● **DATA LINES**
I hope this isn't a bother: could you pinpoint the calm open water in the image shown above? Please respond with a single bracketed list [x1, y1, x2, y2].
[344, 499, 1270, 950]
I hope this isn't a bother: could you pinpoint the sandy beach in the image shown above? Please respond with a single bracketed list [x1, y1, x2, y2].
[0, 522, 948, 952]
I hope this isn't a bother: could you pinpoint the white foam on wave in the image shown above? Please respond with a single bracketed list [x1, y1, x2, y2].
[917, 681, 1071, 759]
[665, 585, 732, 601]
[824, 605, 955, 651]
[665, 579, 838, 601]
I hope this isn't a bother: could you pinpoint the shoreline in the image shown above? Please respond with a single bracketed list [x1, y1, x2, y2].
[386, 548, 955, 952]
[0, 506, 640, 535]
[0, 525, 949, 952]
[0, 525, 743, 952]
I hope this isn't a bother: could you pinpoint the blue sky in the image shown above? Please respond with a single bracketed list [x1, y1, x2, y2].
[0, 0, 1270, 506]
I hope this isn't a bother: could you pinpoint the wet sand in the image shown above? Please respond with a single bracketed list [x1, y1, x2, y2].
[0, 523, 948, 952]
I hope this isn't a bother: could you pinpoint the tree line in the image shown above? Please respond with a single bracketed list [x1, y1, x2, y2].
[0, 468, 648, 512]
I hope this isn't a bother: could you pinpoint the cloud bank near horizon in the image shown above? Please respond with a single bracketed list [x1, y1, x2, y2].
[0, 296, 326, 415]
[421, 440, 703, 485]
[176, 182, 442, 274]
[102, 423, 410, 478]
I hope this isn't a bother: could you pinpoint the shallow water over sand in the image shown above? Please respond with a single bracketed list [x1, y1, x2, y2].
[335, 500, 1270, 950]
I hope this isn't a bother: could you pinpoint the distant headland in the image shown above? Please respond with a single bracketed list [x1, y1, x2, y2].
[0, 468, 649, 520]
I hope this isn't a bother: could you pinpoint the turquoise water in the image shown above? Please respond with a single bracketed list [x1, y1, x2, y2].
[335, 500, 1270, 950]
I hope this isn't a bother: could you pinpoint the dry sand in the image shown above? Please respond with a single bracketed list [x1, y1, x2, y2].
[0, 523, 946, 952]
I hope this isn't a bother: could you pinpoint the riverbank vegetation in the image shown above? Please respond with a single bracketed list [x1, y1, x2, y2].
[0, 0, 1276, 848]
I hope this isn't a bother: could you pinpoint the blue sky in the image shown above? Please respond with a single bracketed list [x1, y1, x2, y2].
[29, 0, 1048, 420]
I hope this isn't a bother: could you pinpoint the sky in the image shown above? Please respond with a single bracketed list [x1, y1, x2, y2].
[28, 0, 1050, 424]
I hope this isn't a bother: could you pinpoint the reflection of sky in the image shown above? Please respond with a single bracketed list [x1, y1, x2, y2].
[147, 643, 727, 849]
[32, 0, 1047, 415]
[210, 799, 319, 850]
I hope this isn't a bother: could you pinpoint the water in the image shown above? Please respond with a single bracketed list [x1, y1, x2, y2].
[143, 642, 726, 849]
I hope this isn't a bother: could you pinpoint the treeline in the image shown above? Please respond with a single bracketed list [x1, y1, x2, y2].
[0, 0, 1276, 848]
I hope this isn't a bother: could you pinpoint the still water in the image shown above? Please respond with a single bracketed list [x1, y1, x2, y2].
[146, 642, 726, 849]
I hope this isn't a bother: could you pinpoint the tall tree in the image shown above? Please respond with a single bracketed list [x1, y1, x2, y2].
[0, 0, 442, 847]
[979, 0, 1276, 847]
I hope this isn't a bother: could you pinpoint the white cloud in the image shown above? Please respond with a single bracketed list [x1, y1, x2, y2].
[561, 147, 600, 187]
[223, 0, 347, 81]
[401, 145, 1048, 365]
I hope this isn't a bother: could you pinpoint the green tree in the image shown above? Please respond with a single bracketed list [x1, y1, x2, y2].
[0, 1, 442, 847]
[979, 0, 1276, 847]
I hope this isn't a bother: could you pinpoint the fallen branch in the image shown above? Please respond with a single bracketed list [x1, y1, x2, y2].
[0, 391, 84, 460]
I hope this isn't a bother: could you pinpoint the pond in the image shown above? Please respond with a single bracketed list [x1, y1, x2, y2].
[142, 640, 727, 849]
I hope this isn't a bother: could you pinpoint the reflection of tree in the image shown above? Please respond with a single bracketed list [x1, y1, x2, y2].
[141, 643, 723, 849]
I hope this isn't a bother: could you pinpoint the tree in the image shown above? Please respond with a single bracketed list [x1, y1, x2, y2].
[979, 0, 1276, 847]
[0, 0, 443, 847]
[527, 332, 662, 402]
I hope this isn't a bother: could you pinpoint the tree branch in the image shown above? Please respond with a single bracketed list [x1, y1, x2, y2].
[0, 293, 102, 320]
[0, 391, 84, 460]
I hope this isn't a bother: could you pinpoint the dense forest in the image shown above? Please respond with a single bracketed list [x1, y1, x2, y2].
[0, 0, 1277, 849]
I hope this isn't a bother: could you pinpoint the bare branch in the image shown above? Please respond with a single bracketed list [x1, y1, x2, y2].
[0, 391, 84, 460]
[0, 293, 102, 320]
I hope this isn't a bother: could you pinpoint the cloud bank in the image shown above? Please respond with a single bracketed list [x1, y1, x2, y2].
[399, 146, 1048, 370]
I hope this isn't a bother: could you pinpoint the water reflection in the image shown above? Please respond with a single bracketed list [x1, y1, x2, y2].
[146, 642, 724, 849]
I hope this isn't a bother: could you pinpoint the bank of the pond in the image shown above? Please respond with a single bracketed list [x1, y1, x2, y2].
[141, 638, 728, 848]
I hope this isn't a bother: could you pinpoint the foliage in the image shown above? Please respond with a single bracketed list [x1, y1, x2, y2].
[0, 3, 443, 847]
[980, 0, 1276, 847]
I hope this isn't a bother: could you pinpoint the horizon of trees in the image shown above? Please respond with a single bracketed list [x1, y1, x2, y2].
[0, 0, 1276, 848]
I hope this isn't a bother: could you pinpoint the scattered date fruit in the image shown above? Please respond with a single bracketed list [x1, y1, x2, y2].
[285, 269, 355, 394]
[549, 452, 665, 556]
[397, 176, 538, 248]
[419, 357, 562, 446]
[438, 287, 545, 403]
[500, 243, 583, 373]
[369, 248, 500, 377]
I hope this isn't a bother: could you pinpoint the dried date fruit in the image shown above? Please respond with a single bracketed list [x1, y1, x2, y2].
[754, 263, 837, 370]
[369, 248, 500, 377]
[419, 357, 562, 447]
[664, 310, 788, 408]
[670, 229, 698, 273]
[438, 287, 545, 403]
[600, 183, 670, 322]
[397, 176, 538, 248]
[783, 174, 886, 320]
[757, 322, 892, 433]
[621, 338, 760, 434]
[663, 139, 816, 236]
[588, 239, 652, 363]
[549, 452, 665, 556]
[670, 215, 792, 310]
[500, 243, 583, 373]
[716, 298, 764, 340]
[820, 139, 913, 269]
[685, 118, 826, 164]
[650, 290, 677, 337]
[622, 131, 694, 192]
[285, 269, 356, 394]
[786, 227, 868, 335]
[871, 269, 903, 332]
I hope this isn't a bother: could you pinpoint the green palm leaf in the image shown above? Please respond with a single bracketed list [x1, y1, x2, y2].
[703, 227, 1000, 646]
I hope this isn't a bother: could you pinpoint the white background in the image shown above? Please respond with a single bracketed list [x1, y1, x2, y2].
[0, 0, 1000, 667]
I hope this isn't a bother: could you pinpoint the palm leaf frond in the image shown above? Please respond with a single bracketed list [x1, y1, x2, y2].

● **THE PROBLEM**
Shift every bounding-box coordinate in the answers by -125, and write out again the rows starting with the row that contains "I hope this isn't a bother: could you pinpoint the wet" and going on through the row that contains "[0, 468, 648, 512]", both included, keeping the requests among them.

● **ANSWER TO THE PROBLEM**
I hope this isn't a bother: could you pinpoint the wet sand in the image shown above? Please respond with a single bracketed list [x1, y1, x2, y2].
[-125, 398, 823, 827]
I hope this isn't a bother: could you pinpoint the tree line in the image shown above? Please respond with a single bracketed list [x1, y1, x2, y2].
[-125, 343, 523, 387]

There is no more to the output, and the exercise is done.